Object pointing dataset rows
=======

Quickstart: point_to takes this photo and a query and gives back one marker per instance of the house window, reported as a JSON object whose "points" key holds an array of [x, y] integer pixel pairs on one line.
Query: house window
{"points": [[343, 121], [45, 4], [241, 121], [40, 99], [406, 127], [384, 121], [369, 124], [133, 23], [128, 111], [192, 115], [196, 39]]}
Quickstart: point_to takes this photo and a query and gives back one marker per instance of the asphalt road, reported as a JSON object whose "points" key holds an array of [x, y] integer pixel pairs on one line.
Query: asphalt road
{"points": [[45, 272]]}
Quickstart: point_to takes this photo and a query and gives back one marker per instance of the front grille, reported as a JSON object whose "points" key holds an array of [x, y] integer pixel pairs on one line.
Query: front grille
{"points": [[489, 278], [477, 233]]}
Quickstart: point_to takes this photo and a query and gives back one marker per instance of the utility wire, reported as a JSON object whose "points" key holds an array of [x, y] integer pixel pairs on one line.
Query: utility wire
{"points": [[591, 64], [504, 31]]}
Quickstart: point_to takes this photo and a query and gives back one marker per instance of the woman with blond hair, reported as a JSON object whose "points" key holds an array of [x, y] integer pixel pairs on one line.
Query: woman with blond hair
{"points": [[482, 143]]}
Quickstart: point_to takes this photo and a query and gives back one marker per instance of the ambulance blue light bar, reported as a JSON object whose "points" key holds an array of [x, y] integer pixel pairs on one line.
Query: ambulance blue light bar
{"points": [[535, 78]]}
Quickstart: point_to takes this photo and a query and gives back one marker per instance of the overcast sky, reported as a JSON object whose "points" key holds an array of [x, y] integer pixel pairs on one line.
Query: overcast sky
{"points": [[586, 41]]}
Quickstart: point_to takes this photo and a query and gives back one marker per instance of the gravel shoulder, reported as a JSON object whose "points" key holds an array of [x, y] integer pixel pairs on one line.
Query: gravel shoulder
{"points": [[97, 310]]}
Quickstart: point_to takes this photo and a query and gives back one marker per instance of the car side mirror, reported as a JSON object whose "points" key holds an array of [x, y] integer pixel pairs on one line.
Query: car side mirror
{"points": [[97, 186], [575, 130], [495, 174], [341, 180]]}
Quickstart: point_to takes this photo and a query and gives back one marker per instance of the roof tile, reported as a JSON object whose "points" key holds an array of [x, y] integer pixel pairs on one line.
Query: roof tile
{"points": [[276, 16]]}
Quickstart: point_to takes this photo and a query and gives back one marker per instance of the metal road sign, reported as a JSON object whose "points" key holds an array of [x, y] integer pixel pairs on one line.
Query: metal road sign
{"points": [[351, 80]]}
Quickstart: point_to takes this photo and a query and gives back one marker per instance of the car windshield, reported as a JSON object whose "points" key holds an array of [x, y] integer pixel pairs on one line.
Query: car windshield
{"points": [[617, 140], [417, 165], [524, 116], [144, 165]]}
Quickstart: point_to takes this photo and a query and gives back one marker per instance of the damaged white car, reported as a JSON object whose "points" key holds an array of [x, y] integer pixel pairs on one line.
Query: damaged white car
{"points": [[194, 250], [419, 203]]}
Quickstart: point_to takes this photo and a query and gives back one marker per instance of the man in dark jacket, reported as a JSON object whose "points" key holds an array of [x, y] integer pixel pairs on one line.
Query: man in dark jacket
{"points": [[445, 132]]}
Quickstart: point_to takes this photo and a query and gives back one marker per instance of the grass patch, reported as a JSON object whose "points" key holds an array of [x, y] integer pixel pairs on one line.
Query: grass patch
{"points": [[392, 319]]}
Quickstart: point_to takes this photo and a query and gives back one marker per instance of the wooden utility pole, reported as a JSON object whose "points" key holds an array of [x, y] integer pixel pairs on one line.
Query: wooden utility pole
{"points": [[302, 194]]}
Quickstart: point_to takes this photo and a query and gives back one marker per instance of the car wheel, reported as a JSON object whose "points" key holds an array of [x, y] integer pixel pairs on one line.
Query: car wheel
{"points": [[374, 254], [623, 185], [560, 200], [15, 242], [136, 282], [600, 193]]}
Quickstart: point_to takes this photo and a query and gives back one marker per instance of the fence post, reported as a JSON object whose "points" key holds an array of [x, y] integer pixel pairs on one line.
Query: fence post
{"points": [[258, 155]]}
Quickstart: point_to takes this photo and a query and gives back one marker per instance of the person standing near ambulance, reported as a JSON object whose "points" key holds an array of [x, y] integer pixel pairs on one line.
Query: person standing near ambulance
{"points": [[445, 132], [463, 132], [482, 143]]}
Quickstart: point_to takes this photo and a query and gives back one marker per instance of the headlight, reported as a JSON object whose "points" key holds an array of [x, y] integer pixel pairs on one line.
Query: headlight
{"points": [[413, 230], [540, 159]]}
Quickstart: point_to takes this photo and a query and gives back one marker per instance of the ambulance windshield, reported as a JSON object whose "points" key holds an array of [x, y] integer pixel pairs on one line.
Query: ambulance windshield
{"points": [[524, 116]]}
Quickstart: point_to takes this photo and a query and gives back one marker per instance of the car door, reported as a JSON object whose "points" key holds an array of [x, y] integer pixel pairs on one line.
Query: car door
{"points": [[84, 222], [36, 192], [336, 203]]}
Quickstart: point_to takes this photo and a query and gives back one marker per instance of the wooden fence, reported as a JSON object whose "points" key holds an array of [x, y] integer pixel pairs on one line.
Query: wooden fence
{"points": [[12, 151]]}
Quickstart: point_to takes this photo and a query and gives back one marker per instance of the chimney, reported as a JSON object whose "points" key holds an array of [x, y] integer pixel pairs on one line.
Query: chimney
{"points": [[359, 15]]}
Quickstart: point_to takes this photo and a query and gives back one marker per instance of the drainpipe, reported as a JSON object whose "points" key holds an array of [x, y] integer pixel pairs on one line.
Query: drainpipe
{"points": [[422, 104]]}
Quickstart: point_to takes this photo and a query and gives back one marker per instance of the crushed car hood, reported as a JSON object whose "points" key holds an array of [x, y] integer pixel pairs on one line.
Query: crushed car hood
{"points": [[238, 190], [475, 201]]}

=======

__Requirement__
Could you lay out every line of the records above as a JSON list of strings, one string per line, with blank lines left out?

__Response to the task__
[
  "Quickstart: point_to takes this photo and a query and gives back one marker per instance of the house window, reported as a JSON object whose \"points\" key holds an array of [x, y] integer pixel pairs on one line.",
  "Query: house window",
  "{\"points\": [[343, 121], [45, 4], [241, 121], [40, 99], [406, 127], [384, 121], [369, 124], [133, 23], [128, 111], [192, 115], [196, 39]]}",
  "Quickstart: point_to takes this photo and a query and gives back one marker per instance of the asphalt road, reported as a JSON object whose \"points\" key holds an array of [x, y] integer pixel pairs on one line.",
  "Query: asphalt road",
  "{\"points\": [[45, 272]]}",
  "Quickstart: point_to takes this photo and a query and gives back one marker per instance of the front grille, reported as a JSON object whose \"points\" key holds an array of [x, y] integer pixel pairs on one line.",
  "Query: front grille",
  "{\"points\": [[489, 278], [477, 233]]}",
  "Quickstart: point_to takes this photo and a query and gives back one marker per instance of the utility wire, reported as a JSON object whose \"points\" key holds an array of [x, y] integer pixel pairs on one line.",
  "Query: utility wire",
  "{\"points\": [[591, 64], [504, 31]]}",
  "Quickstart: point_to takes this photo and a query and gives back one marker per instance of the woman with blond hair, reported as a JSON object whose \"points\" key holds an array of [x, y] integer pixel pairs on one line.",
  "Query: woman with blond hair",
  "{\"points\": [[482, 143]]}",
  "Quickstart: point_to takes this photo and a query and gives back one marker per instance of the ambulance blue light bar, reported as a JSON object whose \"points\" key holds an array of [x, y] integer pixel pairs on one line.",
  "Query: ambulance blue light bar",
  "{\"points\": [[535, 78]]}",
  "Quickstart: point_to takes this photo and a query and gives back one marker per instance of the overcast sky, reported as a JSON object whose \"points\" key holds an array of [x, y] integer pixel pairs on one line.",
  "Query: overcast sky",
  "{\"points\": [[586, 41]]}",
  "Quickstart: point_to takes this photo and a query and gives back one marker per instance of the gravel shoulder, reported as a JSON object whose \"points\" key holds an array of [x, y] integer pixel pairs on one line.",
  "Query: gravel shoulder",
  "{\"points\": [[97, 310]]}",
  "Quickstart: point_to takes this photo and a query and gives back one marker per instance of the car side mirror, reported as a JSON object whose \"points\" key holds an array of [x, y] integer pixel pairs on one line.",
  "Query: car side mirror",
  "{\"points\": [[97, 186], [575, 130], [495, 174], [341, 180]]}",
  "Quickstart: point_to takes this photo and a query and gives back one marker per instance of the roof tile, reported as a JSON object whose \"points\" key holds an array of [x, y] integer pixel pairs on one line.",
  "Query: roof tile",
  "{\"points\": [[276, 16]]}",
  "Quickstart: point_to takes this photo and a query and gives back one marker per instance of the metal road sign, reported as a JSON object whose \"points\" key holds an array of [x, y] integer pixel pairs on one line.",
  "Query: metal road sign",
  "{\"points\": [[351, 80]]}",
  "Quickstart: point_to takes this photo and a query and gives back one marker per instance of the car windshield, reported as a JSON object whose \"points\" key holds an array of [x, y] integer pixel pairs on one line.",
  "Query: car windshield",
  "{\"points\": [[617, 140], [417, 165], [524, 116], [144, 165]]}",
  "Quickstart: point_to takes this photo and a query and gives back one marker per instance of the damaged white car, reported as a JSON object whose \"points\" key holds an array of [x, y] integer pixel pairs on one line.",
  "Query: damaged white car",
  "{\"points\": [[194, 250], [419, 203]]}",
  "Quickstart: point_to takes this photo and a query and gives back one marker per instance of the man in dark jacket, reported as a JSON object whose \"points\" key holds an array of [x, y] integer pixel pairs on one line.",
  "Query: man in dark jacket",
  "{\"points\": [[445, 132]]}",
  "Quickstart: point_to takes this photo and a query and gives back one marker per instance of the grass patch, reported as a JSON object whose \"points\" key holds an array of [x, y] integer pixel pairs on one line.",
  "Query: grass patch",
  "{\"points\": [[392, 319]]}",
  "Quickstart: point_to takes this photo and a query and gives back one marker per instance of the wooden utility pole, reported as a JSON object whose \"points\" key holds an array of [x, y] integer pixel pairs on one line.",
  "Query: wooden utility pole",
  "{\"points\": [[302, 194]]}",
  "Quickstart: point_to takes this photo and a query and gives back one marker per instance of the car wheel, reported as a JSON object whose \"points\" key holds an array of [x, y] integer pixel pairs on one line.",
  "Query: car wheel",
  "{\"points\": [[374, 254], [623, 185], [560, 200], [15, 242], [136, 282], [600, 193]]}",
  "Quickstart: point_to takes this photo and a query and gives back one marker per instance of the fence post, reported as a JSON object whose \"points\" key holds an array of [x, y] integer pixel pairs on one line.",
  "Query: fence post",
  "{\"points\": [[258, 155]]}",
  "Quickstart: point_to takes this photo and a query and gives back one marker per instance of the person standing near ambulance, reported as a JSON object whose \"points\" key holds an array of [x, y] integer pixel pairs on one line.",
  "Query: person standing near ambulance",
  "{\"points\": [[445, 132], [463, 132], [482, 143]]}",
  "Quickstart: point_to takes this photo and a query and gives back one marker per instance of the headlight, reported as a JSON object whose \"points\" key holds an array of [x, y] integer pixel pairs on one line.",
  "Query: headlight",
  "{\"points\": [[413, 230], [540, 159]]}",
  "Quickstart: point_to takes this photo and a query and gives back one marker per instance of the ambulance windshield, reported as a JSON object whose \"points\" key holds an array of [x, y] integer pixel pairs on one line.",
  "Query: ambulance windshield",
  "{\"points\": [[524, 116]]}",
  "Quickstart: point_to takes this photo and a query and gives back one marker per instance of the car door, reported as a JSON object whose \"points\" key holds an array of [x, y] integer pixel pairs on one line.",
  "Query: car door",
  "{\"points\": [[84, 222], [36, 192], [336, 203]]}",
  "Quickstart: point_to takes this photo and a query and gives back one marker per instance of the wooden fence, reported as a JSON object whose \"points\" key holds an array of [x, y] integer pixel pairs on one line.",
  "Query: wooden fence",
  "{\"points\": [[12, 151]]}",
  "Quickstart: point_to takes this photo and a query and gives back one marker per instance of the chimney, reported as a JSON object whose \"points\" key holds an array of [x, y] integer pixel pairs on one line.",
  "Query: chimney",
  "{\"points\": [[359, 15]]}",
  "Quickstart: point_to takes this photo and a query and gives back one marker per instance of the drainpipe, reported as a JSON object whose \"points\" key holds an array of [x, y] integer pixel pairs on one line.",
  "Query: drainpipe",
  "{\"points\": [[422, 104]]}",
  "Quickstart: point_to takes this photo and a query and gives back one marker per instance of the crushed car hood, reported as a JSON object whose \"points\" key holds an array of [x, y] integer pixel pairs on one line.",
  "Query: crushed car hood",
  "{\"points\": [[238, 190], [475, 201]]}"
]